[[ INPUT RECORDS open ]]

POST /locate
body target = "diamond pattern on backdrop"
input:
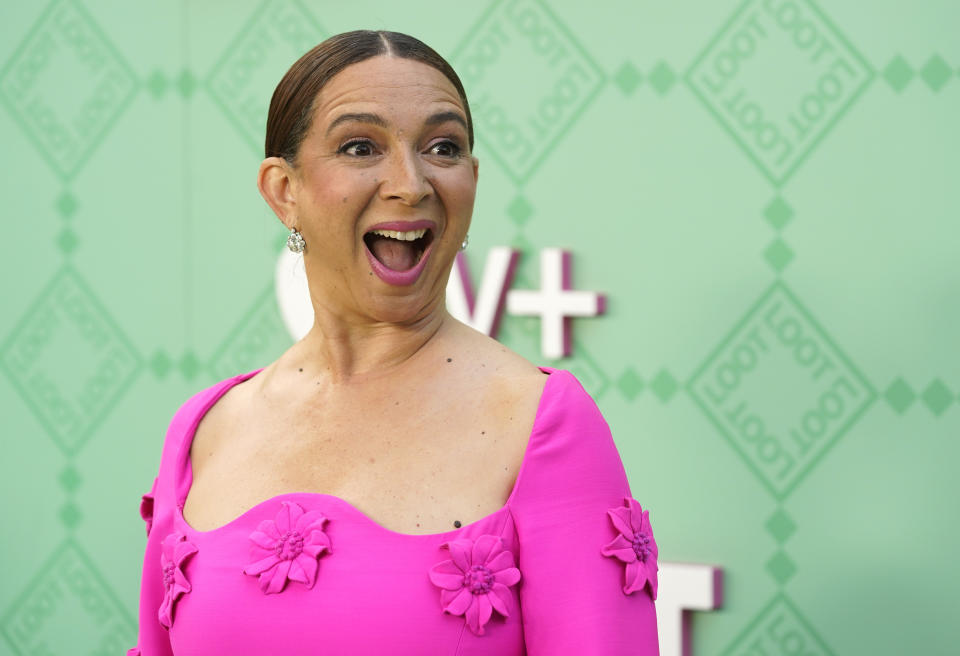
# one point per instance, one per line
(275, 35)
(778, 119)
(68, 324)
(522, 119)
(778, 77)
(66, 85)
(68, 607)
(779, 390)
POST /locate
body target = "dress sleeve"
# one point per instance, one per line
(586, 550)
(152, 638)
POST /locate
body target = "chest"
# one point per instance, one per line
(413, 470)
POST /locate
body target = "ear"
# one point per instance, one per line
(278, 182)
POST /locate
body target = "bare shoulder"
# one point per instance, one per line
(222, 418)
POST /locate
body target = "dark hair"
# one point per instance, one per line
(291, 108)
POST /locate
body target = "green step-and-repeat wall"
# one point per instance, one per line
(765, 190)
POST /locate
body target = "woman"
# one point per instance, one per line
(396, 482)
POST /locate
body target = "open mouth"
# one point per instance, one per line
(398, 250)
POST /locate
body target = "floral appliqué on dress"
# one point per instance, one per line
(287, 548)
(474, 581)
(634, 545)
(175, 552)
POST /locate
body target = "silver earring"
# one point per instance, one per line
(295, 241)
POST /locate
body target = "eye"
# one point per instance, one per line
(358, 148)
(446, 148)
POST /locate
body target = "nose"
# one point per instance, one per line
(405, 179)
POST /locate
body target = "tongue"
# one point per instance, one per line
(393, 253)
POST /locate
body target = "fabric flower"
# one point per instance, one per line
(287, 547)
(634, 545)
(474, 581)
(175, 552)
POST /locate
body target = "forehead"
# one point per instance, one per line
(391, 84)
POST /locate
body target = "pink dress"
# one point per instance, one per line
(567, 566)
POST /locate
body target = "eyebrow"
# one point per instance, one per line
(376, 119)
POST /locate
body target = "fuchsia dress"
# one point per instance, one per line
(567, 566)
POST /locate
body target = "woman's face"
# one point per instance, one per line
(384, 190)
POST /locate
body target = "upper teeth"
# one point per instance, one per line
(409, 235)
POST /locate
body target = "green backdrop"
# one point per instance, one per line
(761, 188)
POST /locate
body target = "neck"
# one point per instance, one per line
(345, 351)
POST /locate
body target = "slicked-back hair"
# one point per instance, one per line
(292, 104)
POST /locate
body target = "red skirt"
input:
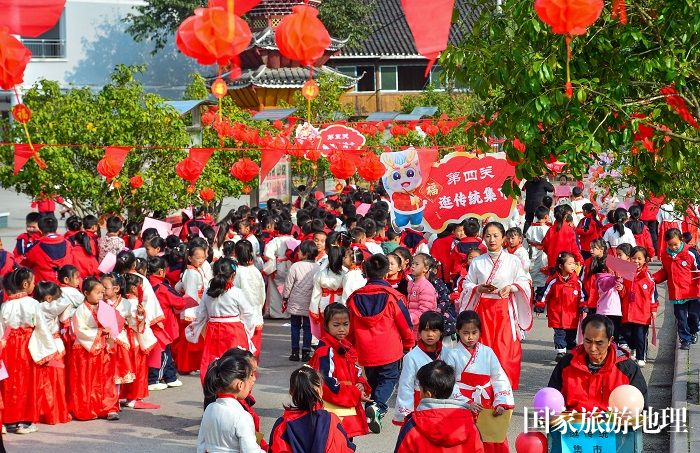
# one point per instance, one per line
(188, 356)
(221, 336)
(53, 407)
(20, 389)
(497, 334)
(92, 392)
(137, 389)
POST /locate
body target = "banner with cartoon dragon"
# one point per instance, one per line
(426, 195)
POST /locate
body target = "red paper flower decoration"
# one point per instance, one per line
(136, 182)
(207, 194)
(301, 36)
(213, 35)
(371, 168)
(343, 168)
(13, 60)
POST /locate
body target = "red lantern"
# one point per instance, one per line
(213, 35)
(30, 19)
(301, 36)
(13, 60)
(371, 168)
(207, 194)
(310, 90)
(21, 113)
(136, 182)
(245, 170)
(112, 162)
(569, 18)
(219, 88)
(343, 168)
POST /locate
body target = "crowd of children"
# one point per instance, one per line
(81, 341)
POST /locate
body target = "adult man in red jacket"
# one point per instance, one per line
(439, 424)
(588, 374)
(49, 253)
(381, 330)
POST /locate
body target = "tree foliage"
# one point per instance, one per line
(119, 114)
(516, 66)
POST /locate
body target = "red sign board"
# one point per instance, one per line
(463, 185)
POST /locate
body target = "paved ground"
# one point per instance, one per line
(174, 427)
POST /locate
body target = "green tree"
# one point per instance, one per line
(157, 20)
(119, 114)
(516, 66)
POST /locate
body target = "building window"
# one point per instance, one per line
(51, 44)
(389, 80)
(366, 83)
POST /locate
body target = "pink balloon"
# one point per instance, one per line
(548, 400)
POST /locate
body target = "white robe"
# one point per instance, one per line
(277, 264)
(26, 312)
(227, 428)
(408, 384)
(250, 281)
(486, 363)
(232, 304)
(352, 281)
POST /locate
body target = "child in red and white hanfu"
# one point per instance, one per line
(481, 380)
(28, 345)
(92, 391)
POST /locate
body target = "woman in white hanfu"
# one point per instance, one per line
(499, 290)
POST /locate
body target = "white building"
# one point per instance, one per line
(90, 40)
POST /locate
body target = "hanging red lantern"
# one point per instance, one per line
(371, 168)
(301, 36)
(21, 113)
(213, 35)
(569, 18)
(112, 162)
(219, 88)
(310, 90)
(207, 194)
(136, 182)
(342, 168)
(13, 60)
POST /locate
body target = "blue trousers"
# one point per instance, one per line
(383, 379)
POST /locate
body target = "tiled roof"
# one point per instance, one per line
(282, 77)
(392, 37)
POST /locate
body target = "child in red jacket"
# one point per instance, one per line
(344, 389)
(439, 424)
(563, 297)
(679, 267)
(639, 305)
(173, 303)
(381, 330)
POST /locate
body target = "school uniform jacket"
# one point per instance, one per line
(47, 255)
(408, 393)
(380, 326)
(309, 432)
(336, 361)
(439, 426)
(639, 298)
(563, 297)
(680, 271)
(585, 390)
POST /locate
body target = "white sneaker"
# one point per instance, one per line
(26, 429)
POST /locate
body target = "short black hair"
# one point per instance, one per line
(48, 224)
(431, 320)
(376, 266)
(437, 378)
(466, 317)
(598, 321)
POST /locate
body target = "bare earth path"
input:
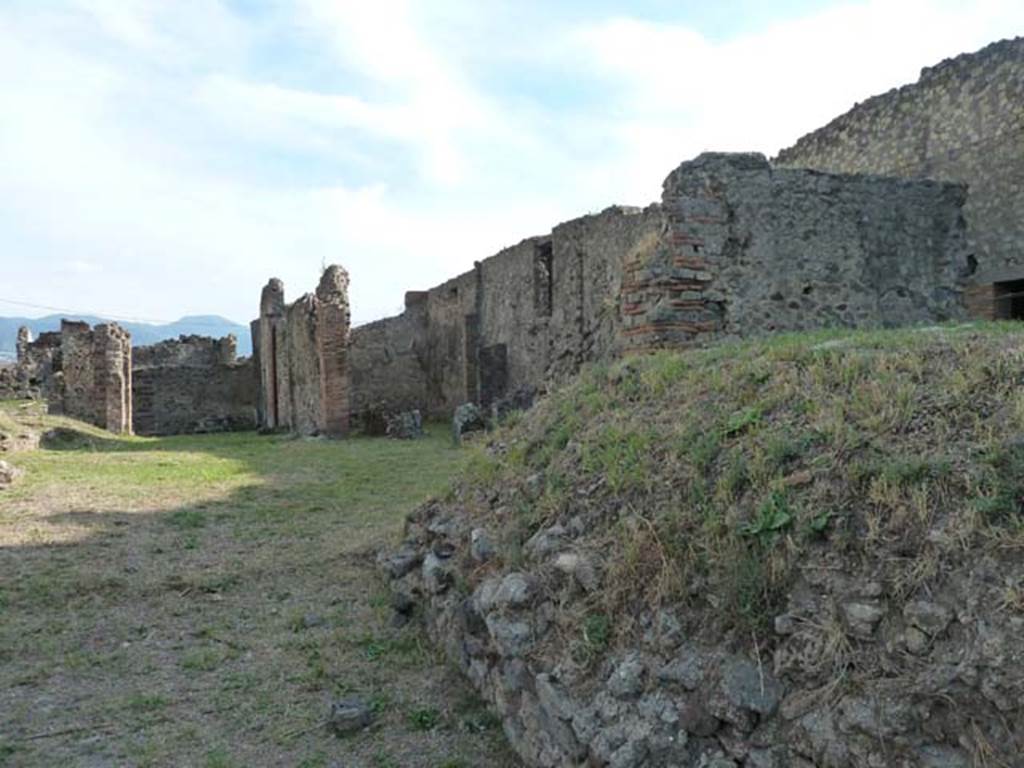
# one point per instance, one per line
(199, 601)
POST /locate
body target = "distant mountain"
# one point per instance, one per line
(142, 334)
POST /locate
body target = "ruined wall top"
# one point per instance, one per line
(1001, 59)
(962, 121)
(190, 350)
(334, 285)
(271, 300)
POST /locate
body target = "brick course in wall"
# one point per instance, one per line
(736, 248)
(193, 384)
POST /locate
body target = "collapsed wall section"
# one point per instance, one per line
(532, 312)
(193, 384)
(90, 375)
(962, 121)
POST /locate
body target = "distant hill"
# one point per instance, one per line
(141, 333)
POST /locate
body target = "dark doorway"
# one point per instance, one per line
(1009, 298)
(494, 373)
(543, 279)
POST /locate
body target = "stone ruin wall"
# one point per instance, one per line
(752, 249)
(737, 248)
(532, 312)
(30, 376)
(301, 353)
(87, 373)
(962, 121)
(193, 384)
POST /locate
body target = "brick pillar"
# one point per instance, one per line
(112, 378)
(332, 346)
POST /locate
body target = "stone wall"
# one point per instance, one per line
(962, 121)
(736, 248)
(752, 249)
(193, 384)
(530, 313)
(90, 375)
(301, 352)
(31, 375)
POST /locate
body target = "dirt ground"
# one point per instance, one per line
(202, 600)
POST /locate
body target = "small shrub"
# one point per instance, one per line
(742, 420)
(773, 516)
(424, 719)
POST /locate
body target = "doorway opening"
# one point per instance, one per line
(1009, 299)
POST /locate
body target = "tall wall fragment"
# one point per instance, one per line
(193, 384)
(91, 376)
(303, 357)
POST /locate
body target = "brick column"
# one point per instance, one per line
(332, 346)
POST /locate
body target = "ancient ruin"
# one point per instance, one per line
(301, 352)
(193, 384)
(83, 372)
(962, 121)
(736, 248)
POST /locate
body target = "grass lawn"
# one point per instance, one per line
(200, 601)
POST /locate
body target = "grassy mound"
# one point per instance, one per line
(709, 479)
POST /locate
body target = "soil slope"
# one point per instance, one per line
(801, 552)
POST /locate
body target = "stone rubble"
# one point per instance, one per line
(672, 700)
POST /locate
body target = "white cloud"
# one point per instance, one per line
(135, 135)
(683, 93)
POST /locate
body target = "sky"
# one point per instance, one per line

[[ INPUT RECORDS closed ]]

GOAL OF THE EXERCISE: Return every entry of the data above verbatim, with no images included.

ANSWER FOR THE TASK:
POST /locate
body target = "diamond pattern on backdrop"
input:
# one point per instance, one per line
(275, 35)
(778, 119)
(68, 324)
(522, 119)
(778, 77)
(66, 85)
(68, 607)
(779, 390)
POST /locate
body target = "dress sleeve"
# one point per instance, one per line
(586, 550)
(152, 638)
POST /locate
body target = "chest"
# one point per instance, one per line
(413, 470)
POST /locate
body target = "ear"
# one point per instance, one per line
(278, 182)
POST /locate
body target = "bare shoulder"
# one point per instance, one per line
(222, 418)
POST /locate
body target = "dark hair"
# one point per instance, one per line
(291, 108)
POST /locate
body target = "green step-and-repeat wall"
# one point per instance, one per line
(765, 190)
POST /locate
body target = "woman"
# one point per instance, one per line
(396, 482)
POST /locate
body target = "open mouth"
# one point per instance, one per line
(398, 250)
POST /locate
body target = "floral appliqué on dress"
# one point per instance, one per line
(287, 548)
(474, 581)
(634, 545)
(175, 552)
POST /locate
body target = "silver earring"
# one point per instance, one per line
(295, 241)
POST /locate
body target = "eye"
# one point per instance, one per line
(358, 148)
(446, 148)
POST /locate
body target = "nose"
# one point per instance, one per line
(405, 179)
POST /locate
body target = "tongue"
# one point per instance, one per line
(393, 253)
POST /locate
body target = "fabric flower"
# one point per instance, one per line
(287, 547)
(634, 545)
(474, 581)
(175, 552)
POST /locate
body target = "forehead"
# one point per instance, one per line
(391, 84)
POST /locate
body target = "pink dress"
# one point per instance, one per line
(567, 566)
POST /locate
body target = "eyebrow"
# one point per instance, one per line
(376, 119)
POST /locate
body target = "fuchsia dress"
# one point per instance, one per line
(567, 566)
POST /locate
body target = "woman's face"
# one point per instance, one per line
(384, 190)
POST /locate
body target = "upper teeth"
# one point per instance, one per line
(409, 235)
POST /locate
body target = "green backdrop"
# one point per instance, one per line
(761, 188)
POST /locate
body target = "neck"
# one point per instance, one per line
(345, 351)
POST /locate
body target = "slicked-back hair"
# one point per instance, one per line
(292, 104)
POST /locate
body target = "red skirt"
input:
# one point per instance, one per line
(188, 356)
(221, 336)
(53, 407)
(20, 389)
(497, 334)
(92, 392)
(137, 389)
POST /locate
body target = "banner with cartoon dragon"
# one point per instance, one per line
(426, 195)
POST /locate
body target = "red paper flower decoration"
# one point per instance, one per line
(136, 182)
(207, 194)
(301, 36)
(213, 35)
(371, 168)
(343, 168)
(13, 60)
POST /locate
body target = "red lantern"
# one point per instance, one per line
(213, 35)
(30, 19)
(301, 36)
(13, 60)
(371, 168)
(207, 194)
(310, 90)
(21, 113)
(136, 182)
(245, 170)
(112, 162)
(569, 18)
(219, 88)
(343, 168)
POST /locate
body target = "crowd of children"
# one point per instance, one per line
(81, 341)
POST /locate
body target = "adult man in red jacket"
# one point per instance, one per line
(439, 424)
(588, 374)
(49, 253)
(381, 330)
POST /locate
body target = "tree foliage"
# one point per instance, one per line
(119, 114)
(516, 66)
POST /locate
body target = "red sign board"
# one point per instance, one per line
(463, 185)
POST /locate
body target = "paved ground"
# one point per instance, one per line
(174, 427)
POST /locate
body target = "green tree"
# one point per instance, one per line
(157, 20)
(119, 114)
(516, 66)
POST /locate
body target = "building window"
# one point per instance, one per line
(51, 44)
(389, 80)
(366, 83)
POST /locate
body target = "pink balloon"
# one point per instance, one per line
(548, 400)
POST /locate
body target = "white robe"
# one point per instance, one per line
(277, 264)
(26, 312)
(227, 428)
(408, 384)
(250, 281)
(486, 363)
(232, 304)
(352, 281)
POST /locate
body target = "child in red and white hanfu"
# one point per instance, one per line
(481, 380)
(28, 345)
(92, 391)
POST /locate
body target = "woman in white hanfu"
# one point per instance, one per line
(499, 290)
POST /locate
body target = "white building"
# one point per instance, one per line
(90, 40)
POST /locate
body target = "hanging red lantern"
# one point per instance, one per line
(371, 168)
(301, 36)
(21, 113)
(213, 35)
(569, 18)
(112, 162)
(219, 88)
(310, 90)
(207, 194)
(136, 182)
(342, 168)
(13, 60)
POST /locate
body target = "blue trousers"
# one point per instance, one per line
(383, 379)
POST /locate
body target = "tiled roof"
# one point per instance, one per line
(282, 77)
(392, 37)
POST /locate
body target = "child in red jacket"
# one point per instance, one per line
(344, 389)
(439, 424)
(563, 297)
(679, 267)
(639, 305)
(173, 303)
(381, 330)
POST /locate
body target = "school uniform jacket"
# one point per instance, one per line
(47, 255)
(408, 393)
(380, 326)
(309, 432)
(336, 361)
(439, 426)
(639, 298)
(563, 297)
(680, 271)
(585, 390)
POST /locate
body target = "white sneaker"
# one point per instance, one per line
(26, 429)
POST /locate
body target = "short black hair"
# one point per instance, one per line
(48, 224)
(431, 320)
(376, 266)
(437, 378)
(466, 317)
(598, 321)
POST /locate
body target = "bare earth path"
input:
# one point per instance, one per line
(199, 601)
POST /locate
body target = "distant mountain"
# one point per instance, one per line
(142, 334)
POST /locate
body target = "ruined wall top"
# one point per instance, one per line
(1001, 59)
(962, 121)
(190, 350)
(334, 285)
(271, 300)
POST /locate
body target = "brick course in wall"
# one point per instance, one per line
(736, 248)
(193, 384)
POST /locate
body target = "collapsed wall section"
# one point per instance, one per line
(532, 312)
(193, 384)
(90, 375)
(962, 121)
POST /locate
body target = "distant hill"
# one point per instance, one per line
(141, 333)
POST /locate
body target = "dark doorway"
# one point per instance, one per line
(1009, 298)
(494, 373)
(543, 279)
POST /locate
body target = "stone ruin wall"
# one point per instance, one per line
(752, 249)
(737, 248)
(532, 312)
(30, 376)
(301, 353)
(87, 373)
(962, 121)
(193, 384)
POST /locate
body target = "brick pillar"
# one point per instance, one per line
(112, 378)
(332, 346)
POST /locate
body target = "stone wall"
# one point per instance, one per line
(962, 121)
(736, 248)
(752, 249)
(193, 384)
(530, 313)
(90, 375)
(301, 352)
(31, 375)
POST /locate
body target = "dirt ground"
# one point per instance, one per line
(202, 600)
POST /locate
body target = "small shrub"
# one point per instance, one per line
(742, 420)
(773, 516)
(424, 719)
POST /locate
body target = "doorway opening"
# one point per instance, one per line
(1009, 299)
POST /locate
body target = "tall wall fragment"
# one point per instance, one per line
(193, 384)
(91, 376)
(303, 357)
POST /locate
body target = "brick column"
# one point per instance, one per line
(332, 346)
POST /locate
body target = "ancient ruin"
# one point per instance, one per line
(301, 352)
(193, 384)
(83, 372)
(962, 121)
(736, 248)
POST /locate
body target = "grass lawn"
# one point per instance, one per line
(200, 601)
POST /locate
body target = "grassy mound"
# one point per instance, one per line
(709, 479)
POST /locate
body target = "soil slope"
# one point per instance, one per line
(801, 552)
POST /locate
body target = "stone rubble"
# one point per instance, one per line
(672, 700)
POST /locate
body target = "white cloud"
# one point per instance, one per line
(135, 135)
(683, 93)
POST /locate
body target = "sky"
# one point per instance, one per line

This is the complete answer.